**What needs to be done**
Return exactly the lines of the records below, starting at the line that contains "positive clicks: (219, 126)" and ending at the line that contains "positive clicks: (372, 16) (370, 3) (376, 71)", with both of those lines kept.

**Material for the task**
#####

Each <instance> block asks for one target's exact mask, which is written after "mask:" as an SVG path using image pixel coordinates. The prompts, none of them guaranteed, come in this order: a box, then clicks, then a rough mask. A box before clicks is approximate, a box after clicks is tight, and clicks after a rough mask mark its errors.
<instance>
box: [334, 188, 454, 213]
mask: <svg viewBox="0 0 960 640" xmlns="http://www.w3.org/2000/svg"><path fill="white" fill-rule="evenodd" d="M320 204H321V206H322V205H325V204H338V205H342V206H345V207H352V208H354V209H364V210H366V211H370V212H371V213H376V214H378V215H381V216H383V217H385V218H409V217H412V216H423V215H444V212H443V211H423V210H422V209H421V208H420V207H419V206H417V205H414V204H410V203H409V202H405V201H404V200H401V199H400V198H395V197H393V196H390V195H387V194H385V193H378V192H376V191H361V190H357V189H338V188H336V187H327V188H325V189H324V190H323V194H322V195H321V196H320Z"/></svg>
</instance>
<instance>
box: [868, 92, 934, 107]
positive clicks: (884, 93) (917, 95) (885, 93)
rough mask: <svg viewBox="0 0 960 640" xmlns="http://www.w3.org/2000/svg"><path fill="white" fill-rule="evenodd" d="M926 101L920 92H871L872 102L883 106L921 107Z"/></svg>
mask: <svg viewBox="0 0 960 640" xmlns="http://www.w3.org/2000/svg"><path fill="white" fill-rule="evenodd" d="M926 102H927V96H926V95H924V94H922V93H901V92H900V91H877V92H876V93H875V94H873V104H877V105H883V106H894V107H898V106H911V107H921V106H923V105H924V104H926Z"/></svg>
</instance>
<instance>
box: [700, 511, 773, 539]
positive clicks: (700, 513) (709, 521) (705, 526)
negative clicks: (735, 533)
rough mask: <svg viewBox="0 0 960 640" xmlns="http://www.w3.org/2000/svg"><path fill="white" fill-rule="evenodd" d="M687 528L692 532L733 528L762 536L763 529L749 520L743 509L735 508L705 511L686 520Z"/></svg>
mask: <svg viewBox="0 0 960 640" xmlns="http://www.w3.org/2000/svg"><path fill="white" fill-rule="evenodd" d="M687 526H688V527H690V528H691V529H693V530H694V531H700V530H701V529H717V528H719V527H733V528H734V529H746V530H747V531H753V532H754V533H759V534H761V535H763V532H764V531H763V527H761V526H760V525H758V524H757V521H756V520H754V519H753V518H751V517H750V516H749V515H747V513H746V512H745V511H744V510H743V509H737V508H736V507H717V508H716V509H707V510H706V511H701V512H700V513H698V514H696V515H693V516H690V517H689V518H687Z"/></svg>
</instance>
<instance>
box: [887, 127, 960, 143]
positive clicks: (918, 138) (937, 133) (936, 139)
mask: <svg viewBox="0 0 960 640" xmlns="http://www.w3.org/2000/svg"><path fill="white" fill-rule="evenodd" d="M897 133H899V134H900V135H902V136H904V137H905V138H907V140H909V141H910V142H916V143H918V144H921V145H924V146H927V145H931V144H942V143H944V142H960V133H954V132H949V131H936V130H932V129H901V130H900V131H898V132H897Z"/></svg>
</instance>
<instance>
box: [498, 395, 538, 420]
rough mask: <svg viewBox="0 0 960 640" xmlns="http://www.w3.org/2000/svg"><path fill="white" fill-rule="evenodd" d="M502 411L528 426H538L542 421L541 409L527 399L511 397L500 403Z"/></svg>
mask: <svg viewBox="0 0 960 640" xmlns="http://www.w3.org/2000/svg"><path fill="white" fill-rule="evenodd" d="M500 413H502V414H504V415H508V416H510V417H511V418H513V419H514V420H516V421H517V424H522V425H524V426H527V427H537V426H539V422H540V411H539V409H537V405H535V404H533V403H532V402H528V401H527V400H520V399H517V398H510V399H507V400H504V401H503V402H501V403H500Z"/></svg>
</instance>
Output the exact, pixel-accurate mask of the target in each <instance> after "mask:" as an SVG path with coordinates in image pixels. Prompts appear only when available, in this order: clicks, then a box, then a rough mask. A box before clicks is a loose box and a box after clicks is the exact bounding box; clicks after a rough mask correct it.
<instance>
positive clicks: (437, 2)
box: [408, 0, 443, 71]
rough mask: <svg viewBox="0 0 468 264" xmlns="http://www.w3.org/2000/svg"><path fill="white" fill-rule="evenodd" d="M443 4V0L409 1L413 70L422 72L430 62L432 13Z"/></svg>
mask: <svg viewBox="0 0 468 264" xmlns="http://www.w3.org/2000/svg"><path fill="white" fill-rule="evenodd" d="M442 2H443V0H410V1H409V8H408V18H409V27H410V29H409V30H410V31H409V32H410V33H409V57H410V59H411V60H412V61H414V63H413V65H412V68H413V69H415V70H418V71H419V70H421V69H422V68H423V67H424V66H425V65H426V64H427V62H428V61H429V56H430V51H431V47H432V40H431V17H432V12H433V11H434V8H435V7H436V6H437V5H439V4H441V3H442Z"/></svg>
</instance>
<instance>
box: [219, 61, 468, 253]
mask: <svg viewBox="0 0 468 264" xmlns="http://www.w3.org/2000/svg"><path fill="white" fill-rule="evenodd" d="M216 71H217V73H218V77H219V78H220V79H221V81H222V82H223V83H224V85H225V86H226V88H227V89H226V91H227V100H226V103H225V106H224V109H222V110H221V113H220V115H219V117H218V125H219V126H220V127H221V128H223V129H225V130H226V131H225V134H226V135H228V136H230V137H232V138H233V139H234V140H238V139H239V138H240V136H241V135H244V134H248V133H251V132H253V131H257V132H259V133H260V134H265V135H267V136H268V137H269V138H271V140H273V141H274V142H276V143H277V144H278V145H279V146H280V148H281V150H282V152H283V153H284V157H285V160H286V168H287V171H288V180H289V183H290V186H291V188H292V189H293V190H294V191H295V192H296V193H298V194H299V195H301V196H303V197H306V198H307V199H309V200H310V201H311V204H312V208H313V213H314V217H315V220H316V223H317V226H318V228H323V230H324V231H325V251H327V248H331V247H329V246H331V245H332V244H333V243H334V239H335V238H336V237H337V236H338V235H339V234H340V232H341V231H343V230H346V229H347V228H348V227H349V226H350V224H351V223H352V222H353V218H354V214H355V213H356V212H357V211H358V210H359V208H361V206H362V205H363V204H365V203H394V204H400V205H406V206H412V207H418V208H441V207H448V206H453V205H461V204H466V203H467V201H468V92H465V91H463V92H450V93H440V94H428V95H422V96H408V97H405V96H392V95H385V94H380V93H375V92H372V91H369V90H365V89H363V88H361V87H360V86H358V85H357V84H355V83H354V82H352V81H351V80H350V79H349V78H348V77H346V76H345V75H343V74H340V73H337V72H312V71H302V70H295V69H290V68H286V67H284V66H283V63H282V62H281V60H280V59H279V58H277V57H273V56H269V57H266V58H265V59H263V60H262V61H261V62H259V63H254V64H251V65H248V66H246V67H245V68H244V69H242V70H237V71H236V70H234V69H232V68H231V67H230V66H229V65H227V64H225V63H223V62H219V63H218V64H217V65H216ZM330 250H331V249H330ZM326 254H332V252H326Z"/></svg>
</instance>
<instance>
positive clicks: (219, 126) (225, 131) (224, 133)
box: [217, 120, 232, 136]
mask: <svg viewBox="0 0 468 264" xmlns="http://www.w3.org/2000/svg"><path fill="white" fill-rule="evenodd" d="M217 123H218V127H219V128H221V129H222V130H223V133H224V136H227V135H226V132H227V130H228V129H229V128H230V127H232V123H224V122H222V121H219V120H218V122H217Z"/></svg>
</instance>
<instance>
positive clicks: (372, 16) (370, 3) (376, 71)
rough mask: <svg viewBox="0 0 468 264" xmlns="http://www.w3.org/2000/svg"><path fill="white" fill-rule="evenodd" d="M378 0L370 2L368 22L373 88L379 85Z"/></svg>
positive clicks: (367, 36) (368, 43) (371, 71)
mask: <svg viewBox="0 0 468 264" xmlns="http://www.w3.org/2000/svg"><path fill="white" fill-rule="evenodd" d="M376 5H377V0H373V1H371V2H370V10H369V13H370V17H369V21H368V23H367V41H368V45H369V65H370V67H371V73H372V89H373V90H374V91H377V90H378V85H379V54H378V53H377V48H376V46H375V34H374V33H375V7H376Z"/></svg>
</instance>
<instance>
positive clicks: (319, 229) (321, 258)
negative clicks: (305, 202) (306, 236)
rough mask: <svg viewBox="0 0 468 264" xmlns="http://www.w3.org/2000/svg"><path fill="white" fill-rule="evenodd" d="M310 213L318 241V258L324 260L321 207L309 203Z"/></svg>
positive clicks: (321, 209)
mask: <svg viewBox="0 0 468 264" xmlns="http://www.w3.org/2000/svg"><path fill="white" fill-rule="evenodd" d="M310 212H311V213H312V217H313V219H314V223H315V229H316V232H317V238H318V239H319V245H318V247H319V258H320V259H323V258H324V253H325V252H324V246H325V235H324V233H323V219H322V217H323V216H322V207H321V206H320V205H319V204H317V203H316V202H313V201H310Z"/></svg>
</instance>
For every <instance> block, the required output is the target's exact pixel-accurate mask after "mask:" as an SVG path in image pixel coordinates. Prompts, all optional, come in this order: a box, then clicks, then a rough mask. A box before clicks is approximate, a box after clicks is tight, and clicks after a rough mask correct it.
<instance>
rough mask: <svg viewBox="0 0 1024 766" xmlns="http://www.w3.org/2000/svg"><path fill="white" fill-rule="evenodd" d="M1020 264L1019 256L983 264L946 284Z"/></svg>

#####

**Task solution**
positive clicks: (219, 126) (225, 131) (224, 133)
box: [217, 120, 232, 136]
mask: <svg viewBox="0 0 468 264" xmlns="http://www.w3.org/2000/svg"><path fill="white" fill-rule="evenodd" d="M217 123H218V127H219V128H221V129H222V130H223V133H224V136H227V135H226V132H227V130H228V129H229V128H230V127H232V123H224V122H222V121H219V120H218V122H217Z"/></svg>
</instance>
<instance>
positive clicks: (372, 16) (370, 3) (376, 71)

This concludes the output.